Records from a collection
# # # # # # #

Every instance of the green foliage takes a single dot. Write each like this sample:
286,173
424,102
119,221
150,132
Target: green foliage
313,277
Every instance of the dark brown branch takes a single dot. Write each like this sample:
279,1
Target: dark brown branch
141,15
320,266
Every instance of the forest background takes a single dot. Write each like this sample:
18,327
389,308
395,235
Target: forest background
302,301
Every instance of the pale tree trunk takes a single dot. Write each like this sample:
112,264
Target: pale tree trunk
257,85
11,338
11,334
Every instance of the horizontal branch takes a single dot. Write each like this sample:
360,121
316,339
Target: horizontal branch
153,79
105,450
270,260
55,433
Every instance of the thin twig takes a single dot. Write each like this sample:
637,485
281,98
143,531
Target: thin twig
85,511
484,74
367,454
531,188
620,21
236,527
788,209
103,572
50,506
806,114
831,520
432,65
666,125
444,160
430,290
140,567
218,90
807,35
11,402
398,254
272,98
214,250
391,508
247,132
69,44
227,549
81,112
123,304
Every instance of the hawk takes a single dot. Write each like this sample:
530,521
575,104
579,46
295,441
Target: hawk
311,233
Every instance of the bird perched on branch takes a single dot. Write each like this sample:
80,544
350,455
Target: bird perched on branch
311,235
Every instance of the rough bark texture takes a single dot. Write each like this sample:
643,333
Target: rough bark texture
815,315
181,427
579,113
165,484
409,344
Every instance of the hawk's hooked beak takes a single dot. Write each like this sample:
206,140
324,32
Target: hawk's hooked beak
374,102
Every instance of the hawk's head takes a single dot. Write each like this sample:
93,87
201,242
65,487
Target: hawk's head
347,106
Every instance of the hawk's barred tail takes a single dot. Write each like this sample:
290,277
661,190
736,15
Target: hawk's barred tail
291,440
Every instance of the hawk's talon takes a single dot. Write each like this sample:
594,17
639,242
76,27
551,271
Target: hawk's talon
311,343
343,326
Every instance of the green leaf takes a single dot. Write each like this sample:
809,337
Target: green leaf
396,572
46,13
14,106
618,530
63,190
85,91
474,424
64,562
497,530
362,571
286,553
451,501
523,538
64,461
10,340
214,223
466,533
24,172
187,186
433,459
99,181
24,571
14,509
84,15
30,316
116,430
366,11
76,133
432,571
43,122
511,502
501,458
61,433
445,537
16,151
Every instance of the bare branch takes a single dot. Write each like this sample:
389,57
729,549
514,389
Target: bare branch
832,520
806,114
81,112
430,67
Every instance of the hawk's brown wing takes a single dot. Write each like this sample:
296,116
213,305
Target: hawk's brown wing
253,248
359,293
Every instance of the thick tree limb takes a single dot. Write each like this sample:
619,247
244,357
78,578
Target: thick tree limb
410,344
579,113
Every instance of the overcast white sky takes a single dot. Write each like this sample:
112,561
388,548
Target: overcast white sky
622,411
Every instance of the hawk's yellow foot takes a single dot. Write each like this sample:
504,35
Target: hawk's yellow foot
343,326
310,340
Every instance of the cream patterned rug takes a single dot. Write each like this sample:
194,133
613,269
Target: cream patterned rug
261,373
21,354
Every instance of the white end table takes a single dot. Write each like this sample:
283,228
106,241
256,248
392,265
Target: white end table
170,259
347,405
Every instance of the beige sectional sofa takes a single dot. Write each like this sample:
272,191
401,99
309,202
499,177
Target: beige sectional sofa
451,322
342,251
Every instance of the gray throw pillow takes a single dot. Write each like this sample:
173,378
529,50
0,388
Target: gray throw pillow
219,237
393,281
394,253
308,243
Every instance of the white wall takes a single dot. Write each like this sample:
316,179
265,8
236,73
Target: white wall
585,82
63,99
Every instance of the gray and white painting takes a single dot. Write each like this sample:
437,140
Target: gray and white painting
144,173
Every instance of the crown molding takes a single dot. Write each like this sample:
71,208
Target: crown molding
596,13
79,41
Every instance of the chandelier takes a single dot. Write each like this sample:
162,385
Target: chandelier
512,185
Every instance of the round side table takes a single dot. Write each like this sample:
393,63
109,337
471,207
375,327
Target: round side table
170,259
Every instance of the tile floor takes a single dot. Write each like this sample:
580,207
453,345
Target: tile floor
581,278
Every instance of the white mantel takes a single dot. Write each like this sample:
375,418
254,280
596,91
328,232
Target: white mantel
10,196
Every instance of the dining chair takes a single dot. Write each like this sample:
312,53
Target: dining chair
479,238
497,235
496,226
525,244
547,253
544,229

# # # # # # #

EXERCISE BRIEF: Copy out each line of the records character for character.

SOLUTION FOR THIS EXERCISE:
Every instance of the green foliage takes a single dot. Write each like this sample:
286,173
424,102
119,221
150,132
Target: green foliage
313,277
Every instance of the dark brown branch takes a single dot. Write each like this sample:
279,1
Target: dark brown branch
141,15
320,266
Every instance of the forest background takes a single dot. Write each like this sample:
18,327
389,308
395,235
Target: forest background
302,301
Every instance of the pale tree trunk takes a single dot. Write each like this sample:
112,264
Target: pale tree trunk
257,85
11,338
11,334
Every instance of the horizontal branch takes a single dot. Write each like this sample:
360,121
316,339
Target: horizontal branch
153,79
105,450
270,260
55,433
Every instance of the thin twig takes a single dot. Write each like this sample:
637,485
281,98
143,531
Target: thin twig
85,511
484,74
367,454
531,188
620,21
236,527
788,209
103,572
50,506
806,114
831,520
432,65
666,125
444,160
430,290
140,567
218,90
807,35
11,402
398,254
272,98
214,250
391,508
247,132
69,44
227,549
81,112
123,304
Every instance of the hawk takes a single dot. Write each like this sample:
530,521
575,104
579,46
295,441
Target: hawk
311,233
Every instance of the bird perched on branch takes a single dot. Write each like this sample:
80,544
350,455
Target: bird perched on branch
311,235
Every instance of the rough bark texture takes a single dot. Write each like this sample:
643,333
Target: rough bark texture
815,315
181,427
579,113
165,484
409,344
Every instance of the hawk's hooked beak takes a single dot. Write each like this sample:
206,140
324,32
Target: hawk's hooked beak
374,102
Every instance of the hawk's head takes a single dot. Write each like this sample:
93,87
201,242
65,487
Target: hawk's head
347,106
Every instance of the hawk's barred tail takes a single dot. Write each like this sample:
290,277
661,190
736,15
Target: hawk's barred tail
291,440
Every instance of the hawk's talon takes a single dot. Write each like this sample:
594,17
639,242
76,27
551,271
Target: hawk's talon
311,343
343,326
Every instance of the green leaf takes a single dot. Write each like this sample:
809,337
Target: green leaf
396,572
46,13
14,106
618,530
63,190
85,91
474,424
64,562
497,530
362,571
286,553
451,501
523,538
64,461
10,340
214,223
466,533
24,172
187,186
433,459
99,181
24,571
14,509
84,15
30,316
116,430
366,11
76,133
432,571
43,122
511,502
501,458
61,433
445,537
16,151
Every instance of the bare branch takes a single dot. Write each like this sample:
389,57
729,549
514,389
Target: bare branch
832,520
806,114
81,112
430,67
Every instance of the hawk's brown wing takes a single dot. Write each like this sample:
296,116
213,305
Target: hawk's brown wing
253,248
359,293
Every instance of the thick tree limb takes a single dot. Write each like this sample:
619,247
244,357
78,578
Target: thick tree limb
410,344
579,113
Every instance of the overcast white sky takes a single dot. Write each like this sample:
112,561
388,548
Target: overcast white sky
622,411
Every instance of the hawk's yellow foot takes a single dot. Write each like this sample:
504,35
Target: hawk's yellow foot
343,326
310,340
Every instance of the cream patterned rug takes a single dot. Write each like this sample:
194,133
613,269
Target: cream patterned rug
261,373
21,354
Every instance of the white end table takes a single dot. Write each like this sample:
283,228
106,241
256,248
392,265
Target: white end table
170,259
347,405
Every instance of the beige sectional sofa takes a single dot. Write each like this sample:
272,191
401,99
309,202
499,177
Target: beige sectional sofa
451,322
342,251
Every instance of the gray throw pillow takes a single dot. Write each like this sample:
173,378
529,50
0,388
Target: gray throw pillow
219,237
393,281
394,253
308,243
Every instance of the white wall takes a single dot. Write each like this sample:
316,179
265,8
236,73
Target: white wall
585,82
63,99
Every instance of the gray and white painting takes a single dot. Write each like this sample:
437,140
Target: gray and white painting
144,173
Every instance of the crown molding takes a single dot. Write each like this sample:
71,208
Target: crown molding
596,13
79,41
Every instance of the chandelier takes a single dot. Write each like this sample:
162,385
Target: chandelier
512,185
Every instance of the round side table takes a single dot. Write each like this sample:
393,63
109,337
471,207
375,327
Target: round side table
170,259
Every instance of the tile floor takes a single dot. Write each like this sample:
580,207
453,345
Target: tile floor
581,278
Every instance of the white mantel takes a single dot. Write each like this sample:
375,418
254,280
596,91
328,232
Target: white mantel
10,196
Every instance of the dining chair takes a single dot. Write each like this sample:
312,53
Target: dining chair
479,238
497,235
496,226
525,244
547,253
544,229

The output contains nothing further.